Aim of the task: Whenever the string "green" appears in a line below, please copy the line out.

# # #

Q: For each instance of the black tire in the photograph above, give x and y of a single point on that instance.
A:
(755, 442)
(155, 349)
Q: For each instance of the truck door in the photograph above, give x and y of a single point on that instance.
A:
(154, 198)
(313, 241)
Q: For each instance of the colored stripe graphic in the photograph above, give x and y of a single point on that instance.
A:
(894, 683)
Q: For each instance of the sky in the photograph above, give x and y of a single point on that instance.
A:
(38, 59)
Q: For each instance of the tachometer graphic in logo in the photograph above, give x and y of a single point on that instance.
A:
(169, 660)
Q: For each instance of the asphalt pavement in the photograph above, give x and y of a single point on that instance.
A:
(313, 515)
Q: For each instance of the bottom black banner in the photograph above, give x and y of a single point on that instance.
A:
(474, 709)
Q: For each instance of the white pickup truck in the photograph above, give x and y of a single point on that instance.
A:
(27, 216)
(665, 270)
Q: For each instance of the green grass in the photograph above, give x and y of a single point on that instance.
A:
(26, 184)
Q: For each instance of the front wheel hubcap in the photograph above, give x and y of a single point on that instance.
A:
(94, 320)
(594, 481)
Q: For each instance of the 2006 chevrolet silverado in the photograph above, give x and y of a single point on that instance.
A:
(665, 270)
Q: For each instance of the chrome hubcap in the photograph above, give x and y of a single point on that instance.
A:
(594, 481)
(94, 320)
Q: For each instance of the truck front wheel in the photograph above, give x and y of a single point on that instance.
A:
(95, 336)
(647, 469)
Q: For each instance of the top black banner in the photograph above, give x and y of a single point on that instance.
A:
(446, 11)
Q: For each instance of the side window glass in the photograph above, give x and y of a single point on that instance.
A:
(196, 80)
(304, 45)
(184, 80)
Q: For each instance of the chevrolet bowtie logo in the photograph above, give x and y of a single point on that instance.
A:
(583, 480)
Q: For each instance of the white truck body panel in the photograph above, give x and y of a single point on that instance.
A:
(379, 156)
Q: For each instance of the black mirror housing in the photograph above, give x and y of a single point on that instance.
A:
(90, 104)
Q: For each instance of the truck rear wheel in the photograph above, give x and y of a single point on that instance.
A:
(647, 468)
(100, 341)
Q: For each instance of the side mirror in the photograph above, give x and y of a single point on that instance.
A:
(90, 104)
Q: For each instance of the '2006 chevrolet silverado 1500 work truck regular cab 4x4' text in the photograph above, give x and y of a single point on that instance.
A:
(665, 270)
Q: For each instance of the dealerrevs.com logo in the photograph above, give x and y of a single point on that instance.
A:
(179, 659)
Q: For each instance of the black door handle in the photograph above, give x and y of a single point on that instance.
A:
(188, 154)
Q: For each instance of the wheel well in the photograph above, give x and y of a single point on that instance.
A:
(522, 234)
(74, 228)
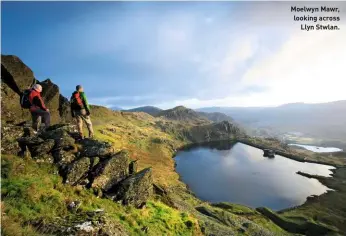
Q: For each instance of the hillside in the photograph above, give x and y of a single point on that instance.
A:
(147, 109)
(216, 116)
(181, 113)
(325, 121)
(155, 111)
(124, 182)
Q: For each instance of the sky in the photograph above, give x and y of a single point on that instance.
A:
(196, 54)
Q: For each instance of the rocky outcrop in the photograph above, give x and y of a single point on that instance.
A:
(214, 132)
(15, 78)
(88, 163)
(93, 148)
(134, 190)
(91, 223)
(110, 170)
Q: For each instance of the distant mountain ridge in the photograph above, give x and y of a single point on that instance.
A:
(151, 110)
(320, 120)
(183, 113)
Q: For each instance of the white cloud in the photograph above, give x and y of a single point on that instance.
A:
(309, 67)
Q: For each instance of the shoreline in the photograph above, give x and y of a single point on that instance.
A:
(308, 199)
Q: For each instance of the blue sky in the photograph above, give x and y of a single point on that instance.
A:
(196, 54)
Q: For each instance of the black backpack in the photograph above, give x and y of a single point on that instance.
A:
(24, 99)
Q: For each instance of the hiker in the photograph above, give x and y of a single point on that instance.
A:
(80, 110)
(37, 108)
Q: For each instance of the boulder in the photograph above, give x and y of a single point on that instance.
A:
(110, 171)
(9, 135)
(15, 78)
(94, 148)
(16, 74)
(91, 223)
(76, 171)
(135, 190)
(42, 149)
(62, 157)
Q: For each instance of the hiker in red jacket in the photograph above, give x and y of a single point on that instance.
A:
(38, 109)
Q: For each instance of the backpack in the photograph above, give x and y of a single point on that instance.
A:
(76, 102)
(24, 99)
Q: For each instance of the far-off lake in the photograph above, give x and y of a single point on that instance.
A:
(239, 173)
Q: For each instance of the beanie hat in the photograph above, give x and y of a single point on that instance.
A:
(37, 87)
(78, 87)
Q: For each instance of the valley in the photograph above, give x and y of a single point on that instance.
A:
(35, 199)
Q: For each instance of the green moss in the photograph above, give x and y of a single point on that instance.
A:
(31, 191)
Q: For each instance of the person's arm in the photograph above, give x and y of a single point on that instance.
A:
(37, 101)
(85, 101)
(72, 111)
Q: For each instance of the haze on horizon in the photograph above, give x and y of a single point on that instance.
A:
(196, 54)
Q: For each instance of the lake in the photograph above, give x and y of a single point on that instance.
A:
(239, 173)
(317, 149)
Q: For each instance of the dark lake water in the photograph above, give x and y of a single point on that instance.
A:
(240, 174)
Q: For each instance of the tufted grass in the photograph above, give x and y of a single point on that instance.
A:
(31, 191)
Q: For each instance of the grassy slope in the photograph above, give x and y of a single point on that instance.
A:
(138, 133)
(31, 190)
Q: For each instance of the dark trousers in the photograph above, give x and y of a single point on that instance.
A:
(36, 115)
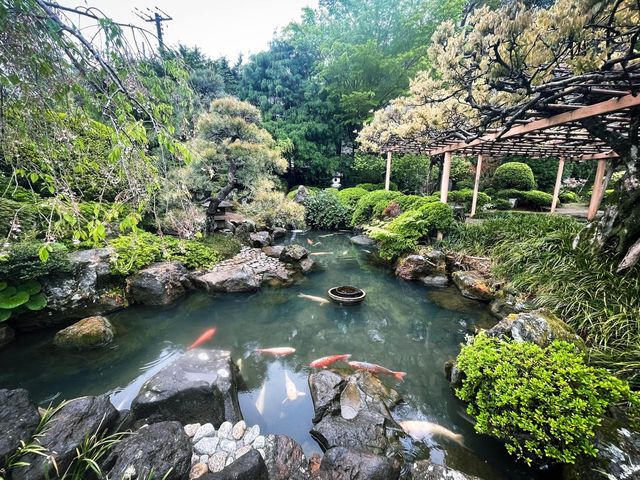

# # #

Exercise output:
Q: For each instance of the green grass in the photograph above, give x and y of a single point on that instance.
Q: For each instance of the green moss in the photograph above, give x and y of a single point on that instance.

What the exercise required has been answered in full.